## start

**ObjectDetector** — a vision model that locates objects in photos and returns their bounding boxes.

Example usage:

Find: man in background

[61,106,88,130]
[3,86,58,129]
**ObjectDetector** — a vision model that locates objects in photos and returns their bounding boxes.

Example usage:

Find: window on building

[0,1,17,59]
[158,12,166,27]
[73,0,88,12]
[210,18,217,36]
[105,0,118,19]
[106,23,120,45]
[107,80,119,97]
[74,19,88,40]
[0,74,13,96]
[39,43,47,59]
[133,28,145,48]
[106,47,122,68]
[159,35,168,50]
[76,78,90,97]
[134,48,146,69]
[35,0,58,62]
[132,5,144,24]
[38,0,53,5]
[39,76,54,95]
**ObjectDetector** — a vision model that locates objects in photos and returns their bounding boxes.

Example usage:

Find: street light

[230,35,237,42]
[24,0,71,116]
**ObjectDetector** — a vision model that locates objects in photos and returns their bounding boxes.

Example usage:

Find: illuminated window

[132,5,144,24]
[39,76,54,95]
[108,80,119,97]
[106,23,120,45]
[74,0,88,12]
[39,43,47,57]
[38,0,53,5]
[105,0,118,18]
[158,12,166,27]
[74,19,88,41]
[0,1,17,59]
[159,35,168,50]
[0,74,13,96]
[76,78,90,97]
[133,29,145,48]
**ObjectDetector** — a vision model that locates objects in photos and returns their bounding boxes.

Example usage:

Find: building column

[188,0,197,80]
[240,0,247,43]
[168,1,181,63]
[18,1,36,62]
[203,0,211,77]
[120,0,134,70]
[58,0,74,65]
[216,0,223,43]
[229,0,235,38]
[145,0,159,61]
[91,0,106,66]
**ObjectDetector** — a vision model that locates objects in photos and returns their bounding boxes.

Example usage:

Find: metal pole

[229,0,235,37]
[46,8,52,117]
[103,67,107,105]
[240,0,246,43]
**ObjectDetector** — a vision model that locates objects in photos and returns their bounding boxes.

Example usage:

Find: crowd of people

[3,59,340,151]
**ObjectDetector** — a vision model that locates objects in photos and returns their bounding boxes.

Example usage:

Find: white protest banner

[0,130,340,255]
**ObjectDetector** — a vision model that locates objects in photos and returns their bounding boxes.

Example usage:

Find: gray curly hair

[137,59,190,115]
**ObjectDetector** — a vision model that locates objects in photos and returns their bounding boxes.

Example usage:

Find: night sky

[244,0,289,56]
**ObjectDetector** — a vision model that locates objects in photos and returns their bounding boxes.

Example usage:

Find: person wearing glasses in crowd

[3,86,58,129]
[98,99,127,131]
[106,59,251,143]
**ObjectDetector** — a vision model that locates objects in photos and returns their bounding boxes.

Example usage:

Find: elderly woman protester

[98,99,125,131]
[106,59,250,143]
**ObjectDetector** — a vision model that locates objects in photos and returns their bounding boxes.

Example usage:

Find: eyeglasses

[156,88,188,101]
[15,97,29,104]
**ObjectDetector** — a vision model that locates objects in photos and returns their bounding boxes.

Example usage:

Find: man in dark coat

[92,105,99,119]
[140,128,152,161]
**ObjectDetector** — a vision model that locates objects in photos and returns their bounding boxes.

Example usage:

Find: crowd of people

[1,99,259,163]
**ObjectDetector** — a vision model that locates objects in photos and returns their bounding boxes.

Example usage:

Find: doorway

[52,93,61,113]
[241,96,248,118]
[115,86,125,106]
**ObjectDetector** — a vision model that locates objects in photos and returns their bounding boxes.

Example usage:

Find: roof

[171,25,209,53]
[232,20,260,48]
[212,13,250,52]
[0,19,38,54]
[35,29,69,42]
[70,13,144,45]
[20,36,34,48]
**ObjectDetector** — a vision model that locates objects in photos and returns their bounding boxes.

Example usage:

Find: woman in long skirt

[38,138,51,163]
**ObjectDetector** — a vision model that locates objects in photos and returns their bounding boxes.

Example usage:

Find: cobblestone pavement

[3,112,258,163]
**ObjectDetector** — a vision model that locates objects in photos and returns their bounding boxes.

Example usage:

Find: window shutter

## end

» WHAT IS NEEDED: Produce a verbatim transcription of the entries above.

» EXPECTED ANSWER:
**ObjectDetector** — a vision model that locates objects in photos and returns their bounding boxes.

Example usage:

Find: man in background

[61,106,88,130]
[3,86,58,129]
**ObjectDetector** — a vision model that locates objects in photos and returns their bounding boxes.

Example usage:

Find: window on building

[0,1,17,59]
[158,12,166,27]
[73,0,88,12]
[210,18,217,36]
[105,0,118,19]
[106,23,120,45]
[107,80,119,97]
[74,19,88,40]
[0,74,13,96]
[39,43,47,59]
[133,28,145,48]
[106,47,122,68]
[159,35,168,50]
[76,78,90,97]
[134,48,146,69]
[35,0,58,62]
[132,5,144,24]
[38,0,53,5]
[39,76,54,95]
**ObjectDetector** — a vision model that locates objects in photos and returns their bounding boxes.

Example usage:

Find: street light

[230,35,237,42]
[24,0,71,116]
**ObjectDetector** — a vision model that locates objects in photos and returns their bounding boxes.

Example usage:

Find: illuminated window

[132,5,144,24]
[39,76,54,95]
[108,80,119,97]
[106,23,120,45]
[74,0,88,12]
[39,43,47,57]
[38,0,53,5]
[105,0,118,18]
[158,12,166,27]
[74,19,88,41]
[0,1,17,59]
[159,35,168,50]
[0,74,13,96]
[76,78,90,97]
[133,29,145,48]
**ObjectDetector** — a vision model that locates objects in photos and returns their bounding boxes.

Example usage:

Find: building column

[188,0,197,80]
[240,0,247,43]
[168,1,181,63]
[18,1,36,62]
[203,0,211,77]
[120,0,134,70]
[58,0,74,65]
[216,0,223,43]
[229,0,235,38]
[145,0,159,61]
[91,0,106,66]
**ObjectDetector** — a vision model that locates objects in photos and returns their bounding boxes.

Example usage:

Find: metal pole

[229,0,235,37]
[46,8,52,117]
[103,67,107,105]
[240,0,246,43]
**ObjectDetector** — a vision model that locates objects in photos and returns their bounding boxes.

Example usage:

Find: crowd of people

[3,59,340,151]
**ObjectDetector** — a vision model that locates objects in photos and returns their bounding boxes.

Example usage:

Find: white protest banner

[0,130,340,255]
**ObjectDetector** — a vision model that locates objects in photos and returns their bounding boxes.

Example usage:

Find: gray curly hair

[137,59,190,115]
**ObjectDetector** — a vision model that locates objects in photos and returns their bounding boxes.

Example usage:

Find: night sky

[244,0,289,56]
**ObjectDetector** — a vision model that locates objects in photos and returns their bounding boxes.

Example usage:

Find: person wearing glasses in crowd

[3,86,58,129]
[98,99,127,131]
[106,59,251,143]
**ObjectDetector** — a vision model that locates objects in photos and returns their bounding boxes.

Example usage:

Find: elderly woman protester

[98,99,125,131]
[106,59,250,143]
**ObjectDetector** — a vision model that locates objects in photos and returns their bounding boxes.

Example usage:

Find: eyeglasses

[156,88,188,101]
[15,97,29,104]
**ObjectDetector** — a vision model that locates objects in photos and returns their bounding boxes.

Example usage:

Find: man in dark coat

[92,105,99,119]
[140,128,152,161]
**ObjectDetector** — a vision model that locates objects in photos and returns their bounding boxes.

Example usage:

Find: crowd of people

[1,99,259,163]
**ObjectDetector** — a vision model that locates objects in photos and returns their bounding boxes.

Example usage:

Find: doorway

[52,93,61,113]
[241,96,248,118]
[115,86,125,106]
**ObjectDetector** — a vision model that locates objects in photos and returns their bounding boxes.

Example usage:

Find: roof

[171,25,209,53]
[232,20,260,48]
[212,13,250,52]
[0,19,38,54]
[35,29,69,42]
[70,13,144,45]
[20,36,34,48]
**ObjectDetector** — a vision model that locates objects in photos and returns their bounding boxes.

Example usage:

Find: woman in long skirt

[38,138,51,163]
**ObjectDetector** — a vision model that locates objects in photos and returns their bounding boxes.

Example usage:

Find: cobblestone pavement

[3,112,258,163]
**ObjectDetector** — a vision model that locates objects in photos and returns their bounding boxes.

Example usage:

Find: window shutter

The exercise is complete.